* Passage
+ + +

Large Language Models (LLMs) have revolutionized the field of natural language processing. However, they exhibit some limitations, including a lack of reliability and transparency: they may hallucinate and fail to provide sources that support the generated output. Retrieval-Augmented Generation (RAG) was introduced to address such limitations in LLMs. One popular implementation, RAG-as-a-Service (RaaS), has shortcomings that hinder its adoption and accessibility. For instance, RaaS pricing is based on the number of submitted prompts, without considering whether the prompts are enriched by relevant chunks, i.e., text segments retrieved from a vector database, or the quality of the utilized chunks (i.e., their degree of relevance). This results in an opaque and less cost-effective payment model. We propose Chunk-as-a-Service (CaaS) as a transparent and cost-effective alternative. CaaS includes two variants: Open-Budget CaaS (OB-CaaS) and Limited-Budget CaaS (LB-CaaS), which is enabled by our ``Utility-Cost Online Selection Algorithm (UCOSA)''. UCOSA further extends the cost-effectiveness and the accessibility of the OB-CaaS variant by enriching, in an online manner, a subset of the submitted prompts based on budget constraints and utility-cost tradeoff. Our experiments demonstrate the efficacy of the proposed UCOSA compared to both offline and relevance-greedy selection baselines. In terms of the performance metric-the number of enriched prompts (NEP) multiplied by the Average Relevance (AR)-UCOSA outperforms random selection by approximately 52% and achieves around 75% of the performance of offline selection methods. Additionally, in terms of budget utilization, LB-CaaS and OB-CaaS achieve higher performance-to-budget ratios of 140% and 86%, respectively, compared to RaaS, indicating their superior efficiency.

Editorial analysis

A structured set of objections, weighed in public.

Desk editor's note, referee report, simulated authors' rebuttal, and a circularity audit. Tearing a paper down is the easy half of reading it; the pith above is the substance, this is the friction.

Referee Report

2 major / 2 minor

Summary. The paper proposes Chunk-as-a-Service (CaaS) as a transparent, utility-based alternative to RAG-as-a-Service (RaaS), introducing Open-Budget CaaS (OB-CaaS) and Limited-Budget CaaS (LB-CaaS) variants. The latter is enabled by the Utility-Cost Online Selection Algorithm (UCOSA), which performs online prompt enrichment under budget constraints by trading off estimated prompt utility against chunk retrieval cost. Experiments claim UCOSA improves the NEP × AR metric by approximately 52% over random selection and reaches ~75% of offline selection performance, while CaaS variants show superior performance-to-budget ratios (140% and 86%) relative to RaaS.

+ + +

* Given information
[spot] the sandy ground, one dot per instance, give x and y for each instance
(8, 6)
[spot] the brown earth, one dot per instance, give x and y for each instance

+ + +

* Questions on the material
• a. Translate this sentence from the Chunk-as-a-Service passage into Spanish: "We propose Chunk-as-a-Service (CaaS) as a transparent and cost-effective alternative."
• b. Return everything in the Chunk-as-a-Service passage from "Desk editor's note, referee" down to "relative to RaaS.", word for word.
• c. Answer these questions from the Chunk-as-a-Service passage, one answer per line:
(i) What are the two variants of CaaS?
(ii) By approximately what percentage does UCOSA outperform random selection on the performance metric?
(iii) How many major and how many minor items does the referee report count?

* Answers to the problems
• a. Proponemos Chunk-as-a-Service (CaaS) como una alternativa transparente y rentable.

• b.
Desk editor's note, referee report, simulated authors' rebuttal, and a circularity audit. Tearing a paper down is the easy half of reading it; the pith above is the substance, this is the friction.

Referee Report

2 major / 2 minor

Summary. The paper proposes Chunk-as-a-Service (CaaS) as a transparent, utility-based alternative to RAG-as-a-Service (RaaS), introducing Open-Budget CaaS (OB-CaaS) and Limited-Budget CaaS (LB-CaaS) variants. The latter is enabled by the Utility-Cost Online Selection Algorithm (UCOSA), which performs online prompt enrichment under budget constraints by trading off estimated prompt utility against chunk retrieval cost. Experiments claim UCOSA improves the NEP × AR metric by approximately 52% over random selection and reaches ~75% of offline selection performance, while CaaS variants show superior performance-to-budget ratios (140% and 86%) relative to RaaS.

• c.
(i) Open-Budget CaaS (OB-CaaS) and Limited-Budget CaaS (LB-CaaS)
(ii) Approximately 52%
(iii) 2 major and 2 minor